### Records for this task
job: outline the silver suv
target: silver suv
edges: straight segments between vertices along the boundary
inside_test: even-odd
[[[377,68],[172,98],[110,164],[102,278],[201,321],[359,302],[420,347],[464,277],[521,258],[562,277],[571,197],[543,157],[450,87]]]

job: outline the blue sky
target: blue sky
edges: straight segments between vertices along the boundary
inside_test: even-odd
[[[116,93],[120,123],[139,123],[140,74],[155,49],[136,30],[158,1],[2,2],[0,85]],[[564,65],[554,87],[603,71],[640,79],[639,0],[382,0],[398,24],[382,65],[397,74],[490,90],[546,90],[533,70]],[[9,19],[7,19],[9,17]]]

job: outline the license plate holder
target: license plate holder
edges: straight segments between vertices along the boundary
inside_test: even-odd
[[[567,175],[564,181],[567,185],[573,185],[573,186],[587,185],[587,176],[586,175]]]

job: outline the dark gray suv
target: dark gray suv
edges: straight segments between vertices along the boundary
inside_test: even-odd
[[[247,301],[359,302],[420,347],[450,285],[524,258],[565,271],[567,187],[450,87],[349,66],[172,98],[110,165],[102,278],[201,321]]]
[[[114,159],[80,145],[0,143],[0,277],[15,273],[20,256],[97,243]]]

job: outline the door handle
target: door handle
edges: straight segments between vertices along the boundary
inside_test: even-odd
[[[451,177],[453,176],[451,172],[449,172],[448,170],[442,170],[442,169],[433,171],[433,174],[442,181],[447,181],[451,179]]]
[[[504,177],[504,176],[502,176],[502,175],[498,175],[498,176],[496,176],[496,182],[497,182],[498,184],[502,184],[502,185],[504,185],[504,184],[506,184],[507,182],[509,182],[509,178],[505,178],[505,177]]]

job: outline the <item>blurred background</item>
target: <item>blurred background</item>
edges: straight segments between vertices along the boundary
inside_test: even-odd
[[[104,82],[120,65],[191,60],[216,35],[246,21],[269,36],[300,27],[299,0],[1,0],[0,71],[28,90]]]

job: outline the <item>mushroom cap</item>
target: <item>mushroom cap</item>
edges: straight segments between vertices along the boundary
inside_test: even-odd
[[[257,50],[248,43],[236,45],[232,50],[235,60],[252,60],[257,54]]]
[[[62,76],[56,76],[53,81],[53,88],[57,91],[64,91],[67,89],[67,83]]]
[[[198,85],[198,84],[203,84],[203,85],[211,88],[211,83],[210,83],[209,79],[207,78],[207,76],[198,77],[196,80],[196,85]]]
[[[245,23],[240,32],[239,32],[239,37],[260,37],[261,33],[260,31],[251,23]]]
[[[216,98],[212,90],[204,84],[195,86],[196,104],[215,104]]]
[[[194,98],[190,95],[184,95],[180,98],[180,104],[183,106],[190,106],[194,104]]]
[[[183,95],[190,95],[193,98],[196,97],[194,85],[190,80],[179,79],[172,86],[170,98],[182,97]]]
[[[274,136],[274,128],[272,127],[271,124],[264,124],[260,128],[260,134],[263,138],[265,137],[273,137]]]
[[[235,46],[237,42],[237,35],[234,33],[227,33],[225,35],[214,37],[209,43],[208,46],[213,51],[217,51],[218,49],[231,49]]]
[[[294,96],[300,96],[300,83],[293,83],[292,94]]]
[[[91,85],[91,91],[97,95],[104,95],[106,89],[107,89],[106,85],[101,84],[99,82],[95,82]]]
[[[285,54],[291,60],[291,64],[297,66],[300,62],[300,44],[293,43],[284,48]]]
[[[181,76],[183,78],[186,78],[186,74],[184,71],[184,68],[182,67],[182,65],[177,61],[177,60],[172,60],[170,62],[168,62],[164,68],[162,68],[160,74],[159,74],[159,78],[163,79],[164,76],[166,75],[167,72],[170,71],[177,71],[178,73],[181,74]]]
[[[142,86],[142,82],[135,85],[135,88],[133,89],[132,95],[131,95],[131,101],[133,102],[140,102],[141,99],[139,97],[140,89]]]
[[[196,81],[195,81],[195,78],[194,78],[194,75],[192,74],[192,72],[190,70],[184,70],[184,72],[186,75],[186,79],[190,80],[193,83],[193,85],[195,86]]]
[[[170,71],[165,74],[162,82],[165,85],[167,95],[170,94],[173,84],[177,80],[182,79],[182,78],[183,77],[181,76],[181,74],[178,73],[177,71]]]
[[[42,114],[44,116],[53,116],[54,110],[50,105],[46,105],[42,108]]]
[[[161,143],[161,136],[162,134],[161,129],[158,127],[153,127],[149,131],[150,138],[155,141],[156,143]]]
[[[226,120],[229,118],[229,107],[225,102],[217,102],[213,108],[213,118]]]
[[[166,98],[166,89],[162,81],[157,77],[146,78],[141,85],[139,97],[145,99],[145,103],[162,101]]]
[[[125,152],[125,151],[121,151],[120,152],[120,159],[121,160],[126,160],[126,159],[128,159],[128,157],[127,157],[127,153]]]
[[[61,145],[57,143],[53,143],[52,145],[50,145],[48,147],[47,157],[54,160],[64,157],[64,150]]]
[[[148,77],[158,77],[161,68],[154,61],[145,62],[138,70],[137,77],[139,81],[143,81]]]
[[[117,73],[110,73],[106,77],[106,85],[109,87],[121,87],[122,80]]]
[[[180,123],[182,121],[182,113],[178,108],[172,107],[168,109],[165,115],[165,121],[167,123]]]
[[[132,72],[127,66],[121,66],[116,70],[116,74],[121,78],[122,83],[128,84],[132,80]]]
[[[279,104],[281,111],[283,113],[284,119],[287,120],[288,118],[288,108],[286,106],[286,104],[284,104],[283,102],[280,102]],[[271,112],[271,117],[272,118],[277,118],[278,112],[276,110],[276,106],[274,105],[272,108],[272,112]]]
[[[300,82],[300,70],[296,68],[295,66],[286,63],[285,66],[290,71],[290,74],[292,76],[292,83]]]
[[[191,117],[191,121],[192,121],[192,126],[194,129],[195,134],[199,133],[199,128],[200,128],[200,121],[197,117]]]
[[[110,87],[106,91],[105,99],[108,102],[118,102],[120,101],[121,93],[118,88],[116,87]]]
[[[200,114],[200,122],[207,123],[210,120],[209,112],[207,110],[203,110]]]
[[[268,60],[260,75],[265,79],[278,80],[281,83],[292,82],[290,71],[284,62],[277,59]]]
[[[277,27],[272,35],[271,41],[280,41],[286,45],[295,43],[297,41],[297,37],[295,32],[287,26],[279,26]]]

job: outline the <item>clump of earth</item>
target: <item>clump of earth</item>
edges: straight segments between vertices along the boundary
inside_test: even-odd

### Work request
Among the entries, find every line holding "blurred" and return it.

### Response area
job: outline the <item>blurred background</item>
target: <item>blurred background</item>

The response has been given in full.